### Required work
Write out every line of the data below, word for word, with nothing changed or left out.

******

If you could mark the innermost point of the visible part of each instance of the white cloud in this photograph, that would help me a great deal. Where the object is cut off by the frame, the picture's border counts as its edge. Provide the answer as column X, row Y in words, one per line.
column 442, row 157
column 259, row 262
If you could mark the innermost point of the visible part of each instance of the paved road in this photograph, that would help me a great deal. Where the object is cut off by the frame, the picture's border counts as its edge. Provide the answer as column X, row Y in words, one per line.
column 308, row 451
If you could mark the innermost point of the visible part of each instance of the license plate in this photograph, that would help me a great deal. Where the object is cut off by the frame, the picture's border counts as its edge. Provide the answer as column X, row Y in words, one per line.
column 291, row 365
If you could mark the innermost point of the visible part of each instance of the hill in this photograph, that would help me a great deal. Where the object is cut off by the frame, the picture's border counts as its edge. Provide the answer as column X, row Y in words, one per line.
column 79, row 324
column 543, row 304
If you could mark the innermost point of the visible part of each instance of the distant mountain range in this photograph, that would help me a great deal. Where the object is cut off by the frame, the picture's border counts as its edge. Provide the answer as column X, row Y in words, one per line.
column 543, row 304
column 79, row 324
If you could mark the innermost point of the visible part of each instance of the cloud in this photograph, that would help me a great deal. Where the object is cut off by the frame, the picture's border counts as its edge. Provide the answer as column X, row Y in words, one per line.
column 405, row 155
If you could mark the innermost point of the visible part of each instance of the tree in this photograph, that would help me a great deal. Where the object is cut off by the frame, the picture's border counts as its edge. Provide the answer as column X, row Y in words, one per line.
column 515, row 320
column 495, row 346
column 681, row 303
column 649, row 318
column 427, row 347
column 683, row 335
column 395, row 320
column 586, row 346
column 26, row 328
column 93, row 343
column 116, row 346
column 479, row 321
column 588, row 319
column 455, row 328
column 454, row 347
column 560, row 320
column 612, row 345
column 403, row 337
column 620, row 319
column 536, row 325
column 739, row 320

******

### Task response
If you could mark the innermost point of the visible part of each instance of the white cloud in this photograph, that would help me a great deal. Where the object is cut off by the frame, the picture's border counts as its edge. Provide the answer as column X, row Y in words, one per line.
column 442, row 157
column 259, row 262
If you could mark the innermost point of the visible part of each instance of the paved road in this photograph, that would help me a great deal. Where the object is cut off by the frame, the picture's border counts as its edge. Provide the answer as column X, row Y in words, one per line.
column 308, row 451
If you could mark the innermost point of the visible part of each instance of the license plate in this photograph, that would help me a great deal. Where the object is cut off by the frame, the picture's border counts as its edge. Provide the answer as column X, row Y in words, one per line.
column 291, row 365
If you could mark the innermost point of the visible part of each instance of the hill in this photograph, that would help me a great deal. Where the object is cut off by the frame, the picture's border counts as its edge. Provide the answer as column X, row Y in words, one per line.
column 79, row 324
column 543, row 304
If you could mark the innermost point of the visible part of each instance of the distant mountain range in this photograph, that would help me a great deal. Where the object is cut off by the frame, the picture's border counts as its edge. Provide the answer as column X, row Y in words, one per line.
column 543, row 304
column 79, row 324
If you could mark the innermost point of the visible part of each instance of the cloud in this photograph, that would help me a great deal. Where the object is cut off by the frame, the picture's border counts as its edge. Provide the answer as column X, row Y in words, one per line.
column 405, row 155
If you could mark the innermost point of the visible part of each instance of the tree in this photograph, that would help me a great deal. Where the object is cut off by the frame, the picture's border counts as its edge. Provide the answer as column X, row Y in words, one per line.
column 515, row 320
column 495, row 346
column 681, row 303
column 649, row 318
column 427, row 347
column 683, row 335
column 395, row 320
column 586, row 346
column 26, row 328
column 93, row 343
column 116, row 346
column 479, row 321
column 588, row 319
column 455, row 328
column 454, row 347
column 560, row 320
column 612, row 345
column 403, row 337
column 620, row 319
column 536, row 325
column 739, row 320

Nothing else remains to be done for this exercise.